» WHAT YOU ARE ASKED TO DO
In this exercise, every entry below is to be reproduced word for word.

» AVAILABLE DATA
Segment Open

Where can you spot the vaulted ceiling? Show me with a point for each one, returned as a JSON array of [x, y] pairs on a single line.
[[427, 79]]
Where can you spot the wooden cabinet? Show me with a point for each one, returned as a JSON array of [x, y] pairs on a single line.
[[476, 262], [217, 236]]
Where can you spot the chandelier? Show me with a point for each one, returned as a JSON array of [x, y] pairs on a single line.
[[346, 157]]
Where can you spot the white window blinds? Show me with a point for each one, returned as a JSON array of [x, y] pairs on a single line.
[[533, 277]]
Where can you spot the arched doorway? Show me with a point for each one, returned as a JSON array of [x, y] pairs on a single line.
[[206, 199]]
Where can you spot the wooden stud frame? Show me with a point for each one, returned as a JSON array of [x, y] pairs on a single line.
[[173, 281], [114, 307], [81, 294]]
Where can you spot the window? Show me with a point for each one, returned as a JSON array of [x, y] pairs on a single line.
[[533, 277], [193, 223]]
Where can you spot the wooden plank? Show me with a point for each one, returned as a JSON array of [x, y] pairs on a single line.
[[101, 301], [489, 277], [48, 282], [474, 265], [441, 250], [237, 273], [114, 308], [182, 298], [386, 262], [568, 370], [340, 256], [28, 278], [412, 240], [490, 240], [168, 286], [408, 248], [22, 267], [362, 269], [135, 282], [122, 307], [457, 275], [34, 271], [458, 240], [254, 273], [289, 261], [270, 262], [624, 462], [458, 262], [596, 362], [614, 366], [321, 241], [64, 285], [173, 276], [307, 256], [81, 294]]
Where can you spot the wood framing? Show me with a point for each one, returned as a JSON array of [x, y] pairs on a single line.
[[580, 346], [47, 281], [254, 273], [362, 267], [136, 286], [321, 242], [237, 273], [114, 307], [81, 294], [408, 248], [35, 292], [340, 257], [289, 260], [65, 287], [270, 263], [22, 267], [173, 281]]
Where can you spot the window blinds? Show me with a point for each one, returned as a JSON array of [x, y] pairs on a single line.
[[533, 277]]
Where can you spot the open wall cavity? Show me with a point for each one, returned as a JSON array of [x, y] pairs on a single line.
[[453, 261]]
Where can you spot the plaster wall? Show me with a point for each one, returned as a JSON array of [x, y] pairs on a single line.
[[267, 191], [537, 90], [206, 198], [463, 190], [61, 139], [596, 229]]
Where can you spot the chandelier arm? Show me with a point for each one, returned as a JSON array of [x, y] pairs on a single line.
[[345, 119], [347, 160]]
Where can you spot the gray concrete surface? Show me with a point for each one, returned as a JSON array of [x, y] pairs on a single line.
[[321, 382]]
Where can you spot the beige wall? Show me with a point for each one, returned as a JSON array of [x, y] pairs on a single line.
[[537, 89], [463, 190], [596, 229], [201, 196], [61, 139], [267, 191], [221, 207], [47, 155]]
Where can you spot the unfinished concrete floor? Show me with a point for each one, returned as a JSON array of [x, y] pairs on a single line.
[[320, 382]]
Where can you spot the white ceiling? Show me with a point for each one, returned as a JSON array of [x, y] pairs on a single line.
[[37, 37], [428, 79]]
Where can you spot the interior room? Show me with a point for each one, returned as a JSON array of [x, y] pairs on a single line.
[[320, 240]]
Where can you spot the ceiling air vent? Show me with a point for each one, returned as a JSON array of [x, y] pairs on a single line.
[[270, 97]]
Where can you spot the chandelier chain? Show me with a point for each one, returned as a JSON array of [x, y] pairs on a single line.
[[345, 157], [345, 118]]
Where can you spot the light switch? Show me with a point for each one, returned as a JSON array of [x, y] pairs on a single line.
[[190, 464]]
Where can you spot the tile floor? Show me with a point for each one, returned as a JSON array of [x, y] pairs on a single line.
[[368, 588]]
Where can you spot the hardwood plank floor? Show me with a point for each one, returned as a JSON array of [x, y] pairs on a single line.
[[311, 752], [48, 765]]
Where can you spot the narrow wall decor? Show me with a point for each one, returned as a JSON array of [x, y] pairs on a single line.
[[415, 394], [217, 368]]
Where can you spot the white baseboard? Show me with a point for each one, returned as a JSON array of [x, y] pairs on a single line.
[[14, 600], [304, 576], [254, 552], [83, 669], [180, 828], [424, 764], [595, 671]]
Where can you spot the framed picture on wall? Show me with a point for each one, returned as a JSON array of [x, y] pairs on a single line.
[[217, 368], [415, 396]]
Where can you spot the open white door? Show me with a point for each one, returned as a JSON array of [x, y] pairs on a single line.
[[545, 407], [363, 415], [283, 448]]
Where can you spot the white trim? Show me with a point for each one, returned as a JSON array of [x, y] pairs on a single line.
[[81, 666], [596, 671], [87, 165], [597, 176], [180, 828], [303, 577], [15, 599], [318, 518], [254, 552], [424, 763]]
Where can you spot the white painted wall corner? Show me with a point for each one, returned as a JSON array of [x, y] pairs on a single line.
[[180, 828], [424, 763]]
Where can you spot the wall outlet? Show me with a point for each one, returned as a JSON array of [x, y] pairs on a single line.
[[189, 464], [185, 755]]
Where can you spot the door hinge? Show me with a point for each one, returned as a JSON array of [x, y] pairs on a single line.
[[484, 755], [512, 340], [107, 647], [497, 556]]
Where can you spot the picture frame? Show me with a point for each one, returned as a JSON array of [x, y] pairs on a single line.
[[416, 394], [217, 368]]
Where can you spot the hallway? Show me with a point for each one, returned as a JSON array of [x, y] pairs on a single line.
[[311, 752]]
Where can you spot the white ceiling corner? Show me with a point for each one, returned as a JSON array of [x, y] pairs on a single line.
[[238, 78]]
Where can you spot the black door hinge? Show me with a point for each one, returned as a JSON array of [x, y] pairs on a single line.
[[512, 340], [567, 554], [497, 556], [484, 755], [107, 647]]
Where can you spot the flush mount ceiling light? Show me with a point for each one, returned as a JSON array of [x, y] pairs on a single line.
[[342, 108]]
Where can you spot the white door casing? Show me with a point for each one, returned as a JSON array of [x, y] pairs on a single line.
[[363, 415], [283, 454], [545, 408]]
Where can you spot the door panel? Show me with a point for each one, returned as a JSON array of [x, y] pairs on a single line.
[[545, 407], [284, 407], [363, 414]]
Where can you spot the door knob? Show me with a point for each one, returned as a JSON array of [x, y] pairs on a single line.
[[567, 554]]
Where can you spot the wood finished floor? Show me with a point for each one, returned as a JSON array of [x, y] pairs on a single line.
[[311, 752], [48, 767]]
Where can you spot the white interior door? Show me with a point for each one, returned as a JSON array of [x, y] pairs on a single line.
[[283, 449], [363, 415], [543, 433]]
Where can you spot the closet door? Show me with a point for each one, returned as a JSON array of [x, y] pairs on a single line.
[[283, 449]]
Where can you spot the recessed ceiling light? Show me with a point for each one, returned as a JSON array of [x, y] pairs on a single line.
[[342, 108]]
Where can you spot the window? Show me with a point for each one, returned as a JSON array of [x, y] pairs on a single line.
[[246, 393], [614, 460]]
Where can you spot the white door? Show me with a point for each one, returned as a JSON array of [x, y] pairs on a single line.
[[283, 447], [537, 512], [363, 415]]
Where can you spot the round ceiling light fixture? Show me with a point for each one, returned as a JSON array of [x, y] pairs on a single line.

Segment Closed

» EXERCISE ANSWER
Where can you spot the vaulted ceiling? Show me with a point for each one, returned as a JSON array of [x, y] pairs on a single line.
[[427, 79]]
Where can you spot the wooden cabinet? Show me with a point for each one, returned as a JSON array of [x, y] pairs on a single line.
[[476, 262], [217, 236]]
Where can you spot the chandelier? Show me with a point for each one, returned as a JSON array of [x, y] pairs on a single line.
[[346, 157]]
Where can you spot the white window blinds? Show me with a point for each one, returned as a JSON array of [x, y] pairs on a single line.
[[533, 277]]
Where can you spot the arched doorway? Show me with a point for each one, returned as a JSON array of [x, y] pairs on a single line.
[[206, 199]]
Where can you spot the wooden stud frame? Show me with a point for each one, returned as a JSON array of [x, y] pairs on a single line.
[[173, 281], [114, 307], [81, 294]]
Where can you spot the window? Show me with a point for each one, returned as a JSON array of [x, y] pairs on a single line.
[[533, 277], [193, 223]]
Where can you spot the wooden plank? Show me with a point for each one, returned as a JSON array of [x, y] pairs on a single line.
[[101, 301], [489, 277], [48, 282], [474, 265], [441, 250], [237, 273], [114, 308], [182, 298], [386, 262], [568, 370], [340, 256], [28, 278], [412, 240], [490, 240], [168, 286], [408, 248], [22, 267], [362, 269], [135, 282], [122, 307], [457, 275], [34, 271], [458, 240], [254, 273], [289, 261], [270, 262], [624, 462], [458, 262], [596, 362], [614, 366], [321, 241], [64, 285], [173, 276], [307, 256], [81, 294]]
Where can you spot the wood framing? Show me with a point for each one, returned as a JSON array of [x, y] pairs on a single line.
[[580, 346], [47, 281], [254, 273], [362, 267], [136, 286], [321, 242], [237, 273], [114, 307], [81, 294], [408, 248], [35, 292], [340, 257], [289, 260], [65, 287], [270, 263], [22, 267], [173, 281]]
Where can you spot the window blinds? Show me with a point for each one, returned as a JSON array of [x, y] pairs on a single line.
[[533, 277]]
Where can you spot the open wall cavity? Show me with a point for each one, returned as a JSON array of [x, y] pairs on a single line.
[[453, 261]]
Where can you spot the plaster wall? Show me with a point for each one, returned as a JSON array of [x, y] pairs on a single line.
[[267, 191], [537, 90], [206, 198], [463, 190], [61, 139], [596, 229]]
Where can you spot the chandelier arm? Show me with a point for each one, returned as a JSON array of [x, y] pairs on a single line.
[[345, 119], [347, 160]]
Where can you spot the gray concrete surface? Show me with a point for each one, returned as a JSON array of [x, y] pairs on a single line.
[[321, 382]]
Where can you spot the beige wall? Show me with a point for each one, returned as a JSON array of [x, y] pairs on a single line.
[[537, 89], [463, 190], [596, 229], [201, 196], [61, 139], [267, 191], [221, 207], [47, 155]]
Where can you spot the unfinished concrete floor? Show me with a point for each one, returned as a JSON array of [x, y] pairs on a single line.
[[320, 382]]
Where can you spot the white ceiling? Show me with a point for each one, returned as a JSON array of [x, y] pairs on a single line.
[[37, 37], [428, 79]]
Where can you spot the interior room? Show me with a point for each one, returned as a JSON array of [x, y] pairs on a single line.
[[320, 240]]
Where can you spot the ceiling air vent? Show me with a point for each one, returned as a JSON array of [x, y] pairs on a single line.
[[270, 97]]
Where can you spot the chandelier chain? Show me with a point for each one, returned as a JSON array of [x, y] pairs on a single line.
[[345, 157], [345, 118]]
Where can you spot the light switch? Show me with a point for each one, returned as a JSON array of [x, y] pairs on a single line.
[[190, 464]]
Where can you spot the tile floor? Show me with a point for each one, returned as a JSON array of [x, y] pairs on a single line.
[[368, 588]]
Where can you spot the hardwood plank floor? Show me with a point for each one, returned as a JSON array of [x, y] pairs on a single line.
[[311, 752], [48, 765]]
Where can you spot the narrow wall decor? Show me with a point for each one, returned as a JSON array of [x, y] pairs on a single line.
[[415, 394], [217, 368]]
Where can you spot the white baseboard? Show me with a point for each one, returned as a JSON array of [x, y] pairs on a single line.
[[14, 600], [304, 576], [254, 552], [83, 669], [180, 828], [424, 764], [595, 671]]
Where can you spot the framed picture on wall? Show me with a point for each one, returned as a JSON array of [x, y] pairs on a single line.
[[217, 368], [415, 396]]
Where can you spot the open white door? Show me with a point for each one, returned as a JSON array of [x, y] pairs on a single line.
[[545, 407], [363, 415], [283, 448]]
Where can you spot the white trim? Show me with a point for each one, returned as a JSON array of [x, y] pairs on a single line.
[[81, 666], [596, 671], [87, 165], [597, 176], [180, 828], [303, 577], [15, 599], [318, 518], [254, 552], [424, 763]]
Where can you spot the white painted wall corner? Show me with a point for each one, returned as a JSON array of [x, y] pairs on a single line.
[[180, 828], [424, 763]]
Where can you spot the wall outlet? Show me with a point for each one, returned as a JSON array of [x, y] pairs on a single line.
[[189, 464], [185, 755]]
Where can you spot the door hinge? Show me with a point for each one, returned as a JSON array of [x, y] pairs on a single line.
[[484, 755], [512, 340], [107, 647], [497, 556]]
Where can you spot the picture frame? Show me with a point for each one, returned as a JSON array of [x, y] pairs on a single line.
[[416, 394], [217, 368]]
Where can you spot the hallway? Show me with a point for each one, returned as a JSON array of [x, y] pairs on a single line.
[[311, 752]]
Where can you spot the white ceiling corner? Show me with a point for each one, returned as a JSON array of [x, y] pairs on a single line.
[[238, 78]]
Where can you spot the black door hinge? Show me with a point for each one, returned as a JSON array of [x, y] pairs on a single line.
[[512, 340], [567, 554], [497, 556], [484, 755], [107, 647]]
Where can you spot the flush mount ceiling light? Show me with a point for each one, returned as a JSON array of [x, y] pairs on a single line.
[[342, 108]]
Where can you spot the white door casing? Show me with a point for each one, returned as a JSON array of [x, y] pairs on a single line.
[[363, 415], [283, 454], [545, 408]]
Where can you spot the door panel? Show me with a point for each one, returned as a JSON array of [x, y] pairs on a single line.
[[545, 407], [284, 407], [363, 414]]
Where can you spot the door knob? Show me with a point for each one, returned as a JSON array of [x, y] pairs on a single line.
[[567, 554]]
Where can you spot the wood finished floor? Show me with a point for each one, returned as a JSON array of [x, y] pairs on a single line.
[[311, 752], [48, 767]]
Where can you spot the white interior door? Show me with a point for each one, returned as a JSON array of [x, y] pairs on a single line.
[[283, 449], [363, 415], [543, 433]]
Where can you spot the closet door? Show me with a point for each one, returned as a JSON array of [x, y] pairs on a single line.
[[283, 449]]
Where can you spot the recessed ceiling light? Show me with a point for each one, returned as a JSON array of [x, y] pairs on a single line.
[[342, 108]]
Where can you spot the window? Show me with a point for each one, returned as a JSON array of [x, y] pairs on a single line.
[[246, 393], [614, 460]]
Where can you spot the white door? Show me with a point for each one, returned as a JSON array of [x, y] pairs on a single line.
[[283, 447], [537, 512], [363, 415]]
Where can you spot the round ceiling light fixture? Show me with a point for each one, returned as a JSON array of [x, y] pairs on a single line.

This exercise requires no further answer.